Output the data in full. Keep every word exact and exclude the pictures.

### Supplied material
══════

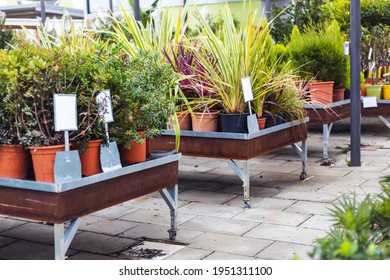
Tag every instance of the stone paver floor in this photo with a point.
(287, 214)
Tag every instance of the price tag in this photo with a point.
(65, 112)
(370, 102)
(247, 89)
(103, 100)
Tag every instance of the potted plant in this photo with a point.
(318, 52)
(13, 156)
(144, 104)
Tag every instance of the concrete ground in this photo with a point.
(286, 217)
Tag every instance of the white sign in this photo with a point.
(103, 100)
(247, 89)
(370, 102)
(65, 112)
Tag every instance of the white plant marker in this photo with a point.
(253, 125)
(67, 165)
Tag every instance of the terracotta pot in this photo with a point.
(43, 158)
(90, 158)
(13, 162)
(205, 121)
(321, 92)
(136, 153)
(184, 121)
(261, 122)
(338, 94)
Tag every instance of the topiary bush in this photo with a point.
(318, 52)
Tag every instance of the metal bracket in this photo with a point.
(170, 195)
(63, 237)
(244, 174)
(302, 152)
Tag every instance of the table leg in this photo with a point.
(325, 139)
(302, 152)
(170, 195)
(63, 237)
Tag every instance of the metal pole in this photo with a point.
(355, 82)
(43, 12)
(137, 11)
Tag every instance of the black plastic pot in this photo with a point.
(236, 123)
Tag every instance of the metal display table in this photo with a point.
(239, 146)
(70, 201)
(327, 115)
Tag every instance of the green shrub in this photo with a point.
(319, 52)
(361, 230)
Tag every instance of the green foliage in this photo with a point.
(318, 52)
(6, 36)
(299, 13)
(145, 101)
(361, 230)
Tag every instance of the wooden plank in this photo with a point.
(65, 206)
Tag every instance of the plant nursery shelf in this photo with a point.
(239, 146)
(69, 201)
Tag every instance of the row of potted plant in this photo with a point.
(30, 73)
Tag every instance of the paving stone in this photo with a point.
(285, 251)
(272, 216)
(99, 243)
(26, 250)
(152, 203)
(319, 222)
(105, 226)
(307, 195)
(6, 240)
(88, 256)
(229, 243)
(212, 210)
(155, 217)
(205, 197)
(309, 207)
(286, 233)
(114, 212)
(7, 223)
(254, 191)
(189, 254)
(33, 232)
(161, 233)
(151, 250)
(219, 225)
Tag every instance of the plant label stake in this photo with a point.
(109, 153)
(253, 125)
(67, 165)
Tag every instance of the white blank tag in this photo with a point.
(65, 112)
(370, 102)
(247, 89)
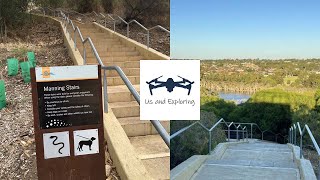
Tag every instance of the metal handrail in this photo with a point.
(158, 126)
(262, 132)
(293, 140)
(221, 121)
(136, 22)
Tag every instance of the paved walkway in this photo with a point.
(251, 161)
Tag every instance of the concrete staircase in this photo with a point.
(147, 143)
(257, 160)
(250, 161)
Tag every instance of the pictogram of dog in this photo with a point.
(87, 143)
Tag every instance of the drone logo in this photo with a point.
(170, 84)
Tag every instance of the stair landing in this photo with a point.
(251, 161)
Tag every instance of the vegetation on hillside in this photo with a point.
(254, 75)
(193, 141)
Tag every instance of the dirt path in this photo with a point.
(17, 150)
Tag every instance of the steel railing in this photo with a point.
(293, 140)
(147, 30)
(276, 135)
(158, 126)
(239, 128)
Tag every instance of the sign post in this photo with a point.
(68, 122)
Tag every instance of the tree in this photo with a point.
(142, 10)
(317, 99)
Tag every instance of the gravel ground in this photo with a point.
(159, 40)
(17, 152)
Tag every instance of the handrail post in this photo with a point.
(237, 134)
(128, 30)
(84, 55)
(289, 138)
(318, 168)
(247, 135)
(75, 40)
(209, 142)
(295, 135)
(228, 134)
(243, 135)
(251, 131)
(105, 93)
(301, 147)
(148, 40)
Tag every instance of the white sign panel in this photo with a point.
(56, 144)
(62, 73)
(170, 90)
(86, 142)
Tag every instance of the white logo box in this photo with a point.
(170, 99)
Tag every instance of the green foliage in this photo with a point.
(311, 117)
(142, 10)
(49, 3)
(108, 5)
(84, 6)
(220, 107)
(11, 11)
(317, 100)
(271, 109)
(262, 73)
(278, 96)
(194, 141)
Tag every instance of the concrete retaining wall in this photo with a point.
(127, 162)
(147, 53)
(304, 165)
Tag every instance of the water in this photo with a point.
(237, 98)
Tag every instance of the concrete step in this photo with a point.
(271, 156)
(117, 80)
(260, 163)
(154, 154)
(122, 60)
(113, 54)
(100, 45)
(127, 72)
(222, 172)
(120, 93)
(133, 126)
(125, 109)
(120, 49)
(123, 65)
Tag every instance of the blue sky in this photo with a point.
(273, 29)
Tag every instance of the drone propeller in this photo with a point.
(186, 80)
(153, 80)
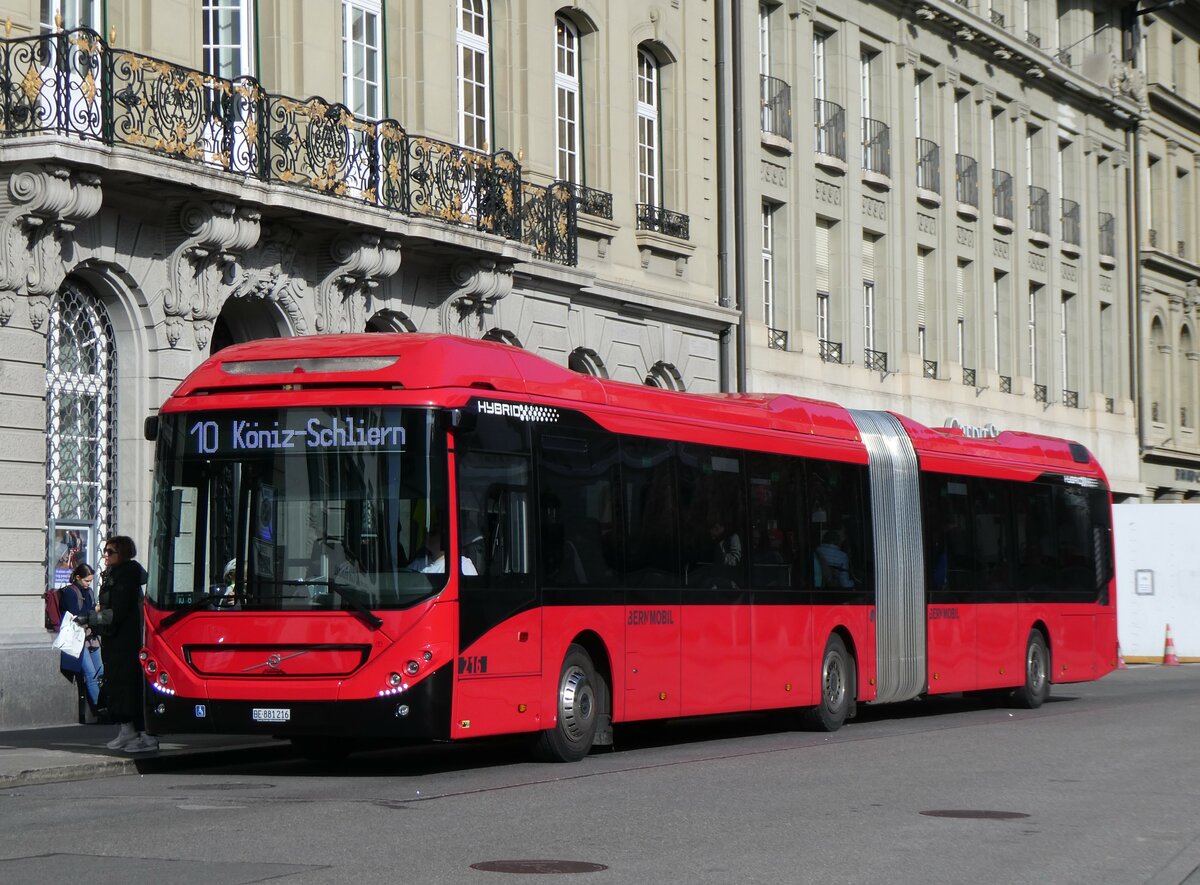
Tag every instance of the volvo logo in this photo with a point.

══════

### Expected answer
Tag every instance of the stone paver floor in this photo with a point.
(287, 214)
Tag every instance of the price tag in this photo with a point.
(65, 112)
(370, 102)
(247, 89)
(103, 100)
Tag every instance of the potted plant in this photo with a point.
(318, 52)
(13, 156)
(144, 104)
Tag every instance of the concrete ground in this photo with a point.
(286, 217)
Tag every instance of the white sign in this photo with a point.
(103, 100)
(247, 89)
(370, 102)
(65, 112)
Tag every instance of the white plant marker in this photo with a point.
(253, 125)
(67, 165)
Tag every instance of the terracotta pot in this photo with a point.
(43, 158)
(90, 158)
(13, 162)
(205, 121)
(321, 92)
(136, 153)
(184, 121)
(261, 122)
(338, 94)
Tag every instance of the topiary bush in this photo with a point.
(318, 52)
Tag every instance of the metal bracket in this photo with a point.
(170, 195)
(63, 237)
(244, 174)
(302, 152)
Tag every instance of the table leg in this photo with a point.
(325, 139)
(302, 152)
(170, 195)
(63, 237)
Tag every instance of the metal pole in this photo with a point.
(355, 82)
(43, 12)
(137, 11)
Tag every instance of the black plastic pot in this photo with a point.
(236, 123)
Tag every instance of the metal display table in this photo with a point.
(239, 146)
(70, 201)
(327, 115)
Tag every instance of the green shrub in this photo with a point.
(319, 52)
(361, 230)
Tag every instance of the green foliage in this photo with a point.
(318, 52)
(6, 36)
(299, 13)
(145, 101)
(361, 230)
Tag every instance of the wooden plank in this photo with a point.
(65, 206)
Tag every instance of the plant nursery shelf in this photo with a point.
(239, 146)
(69, 201)
Tag every instance of the row of potted plant in this photo with a point.
(30, 73)
Tag every instance of the paving stone in this photo with a point.
(285, 251)
(272, 216)
(99, 243)
(26, 250)
(152, 203)
(319, 222)
(105, 226)
(307, 195)
(6, 240)
(88, 256)
(229, 243)
(212, 210)
(155, 217)
(205, 197)
(309, 207)
(286, 233)
(114, 212)
(7, 223)
(254, 191)
(189, 254)
(33, 232)
(161, 233)
(151, 250)
(219, 225)
Tag every instance of the plant label stake in this photo with a point.
(109, 153)
(253, 125)
(67, 165)
Tag every instance of the white blank tag in this photo with a point.
(65, 112)
(370, 102)
(247, 89)
Tag every instance of the metal handrail in this photo with a point.
(158, 126)
(262, 132)
(293, 140)
(221, 121)
(136, 22)
Tag every instance of the paved walkway in this photo with a point.
(251, 161)
Tag every instance of the concrete staircase in this photo with a point.
(147, 143)
(257, 160)
(250, 161)
Tag every instance of the pictogram of dog in this photo with a point.
(87, 143)
Tag every instance of the drone logo in this photo with a point.
(170, 84)
Tag every instance of the stair landing in this photo with a point.
(251, 161)
Tag every instance of the vegetation on hillside in this photo with a point.
(254, 75)
(193, 141)
Tag every instance of the dirt path in this photo with a point.
(17, 150)
Tag every instance of the steel railing in this photo with a point.
(293, 140)
(147, 30)
(276, 135)
(158, 126)
(239, 128)
Tag every instance of the sign post in this photo with a point.
(68, 122)
Tag every instance of the tree in this photo with a point.
(142, 10)
(317, 99)
Tag every instance of the gravel ground in this photo with a point.
(159, 40)
(17, 152)
Tag every instance of the handrail post in this photo with a point.
(237, 134)
(128, 30)
(84, 55)
(289, 138)
(318, 168)
(247, 135)
(75, 40)
(209, 142)
(295, 135)
(228, 134)
(243, 135)
(251, 131)
(105, 93)
(301, 147)
(148, 40)
Tag every instance of the white sign panel in this photo with a point.
(56, 144)
(62, 73)
(170, 90)
(86, 142)
Tag every instance of the white logo box in this photo with a point.
(170, 99)
Tag every instance of the green foliage in this photo with a point.
(311, 117)
(142, 10)
(49, 3)
(108, 5)
(84, 6)
(220, 107)
(11, 11)
(317, 100)
(271, 109)
(262, 73)
(278, 96)
(194, 141)
Tag every instance of the concrete retaining wall in this photo with a point.
(127, 162)
(147, 53)
(304, 165)
Tag every instance of the water in this photo with a point.
(237, 98)
Tag every instance of the concrete step in this photo with a point.
(271, 156)
(117, 80)
(260, 163)
(154, 154)
(122, 60)
(113, 54)
(100, 45)
(127, 72)
(222, 172)
(120, 93)
(133, 126)
(125, 109)
(120, 49)
(123, 65)
Tag every instance of the blue sky in this photo with a point.
(273, 29)
Tag every instance of the drone propeller in this photo with a point.
(186, 80)
(153, 80)
Tag every instance of the volvo logo in this photo with a point.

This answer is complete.